**YOUR TASK**:
Answer these from the text about George Herbert Green:
1. In what town was he born?
2. In what year did he graduate with M.B., Ch.B.?
3. At which hospital did he work in the U.K.?

**EXERCISE TEXT**:
George Herbert Green (16 November 1916–4 March 2001), B.A., BSc, M.B., Ch.B., (D.Obs. R.C.O.G.), M.R.C.O.G.(Lond.), was a New Zealand Obstetrician and Gynaecologist who led the National Women's Hospital Cervical Cancer Unit as Professor through the 1960s and 1970s and became notorious for conducting an alleged unethical experiment that was the subject of the Cartwright Inquiry.

Green was born in the rural South Otago town of Balclutha, New Zealand. He attended South Otago High School, where he studied University papers before even leaving high school. He later said that one of his teachers died of cervical cancer, and this sparked his lifelong interest in the disease.

Green attended the University of Otago and earned a B.A. in 1938, BSc (including pure and applied mathematics) in 1940, before studying Medicine. He graduated with M.B., Ch.B. in 1946, the same year as Sir Brian Barratt-Boyes. While at University he gained a Blue in Rugby, and also represented Southland in cricket. He was described as "a powerfully built man who towered over his colleagues".

Green worked at the National Women's Hospital as a House Officer and Registrar from 1948 to 1950. In 1948 he passed the RCOG Diploma in Obstetrics, scoring third highest in the exam. As a registrar he was reported to show an aptitude for statistics and analysis. He gained RCOG Membership in 1950.

In 1951 he went to work and study in the U.K., where he worked at the Queen Elizabeth Hospital in Gateshead, Tyne & Wear.

In 1955 Green returned to New Zealand, as Consultant Obstetrician at Wanganui Hospital. In 1956, while attending a training course at the National Women's Hospital, he was recruited back to work there as a Consultant. He shifted back there in 1956, joining the 'D' team which was primarily responsible for treating reproductive tract cancers. Whilst becoming the senior consultant in D team it is an exaggeration to say that he saw "nearly every woman who came to the hospital with invasive cancer and many of those with the earlier or precursor stages", as was claimed around the time of the Inquiry.

**INFORMATION**:
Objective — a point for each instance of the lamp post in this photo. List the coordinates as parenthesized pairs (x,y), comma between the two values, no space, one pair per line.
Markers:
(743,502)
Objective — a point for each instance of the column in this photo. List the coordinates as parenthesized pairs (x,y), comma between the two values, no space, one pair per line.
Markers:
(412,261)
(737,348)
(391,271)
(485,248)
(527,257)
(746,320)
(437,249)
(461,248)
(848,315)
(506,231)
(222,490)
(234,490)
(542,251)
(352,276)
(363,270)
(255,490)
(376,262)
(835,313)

...

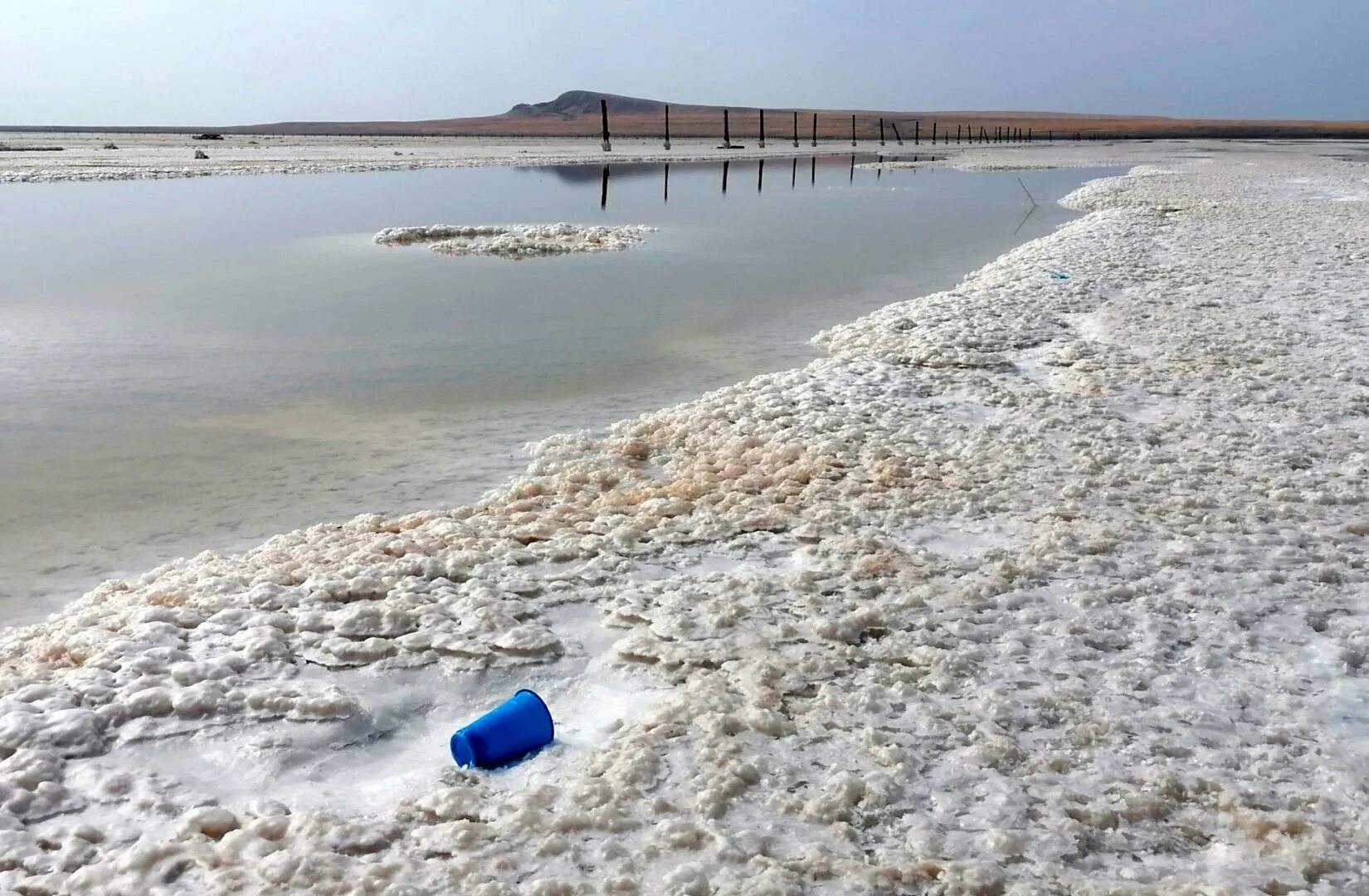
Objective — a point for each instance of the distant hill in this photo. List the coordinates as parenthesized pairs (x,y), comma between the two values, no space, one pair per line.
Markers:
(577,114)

---

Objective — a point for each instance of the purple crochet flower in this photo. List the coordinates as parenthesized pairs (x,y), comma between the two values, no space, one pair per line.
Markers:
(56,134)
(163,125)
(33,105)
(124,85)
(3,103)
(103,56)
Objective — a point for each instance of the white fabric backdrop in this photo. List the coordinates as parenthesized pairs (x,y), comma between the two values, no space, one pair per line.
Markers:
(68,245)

**EXERCISE RESPONSE**:
1. Balclutha, New Zealand
2. 1946
3. The Queen Elizabeth Hospital in Gateshead, Tyne & Wear